» What needs to be done
Reproduce the following listing verbatim, line for line, in its entirety.

[Listing from a point labeling set]
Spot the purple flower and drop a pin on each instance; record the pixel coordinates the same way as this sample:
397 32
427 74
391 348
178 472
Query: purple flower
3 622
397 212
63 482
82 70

» Result for this exercise
Spot the purple flower and drop a pin on each instance; record the pixel coordinates the same way as this sample:
397 32
427 74
391 348
178 472
Query: purple flower
3 622
397 212
63 482
82 70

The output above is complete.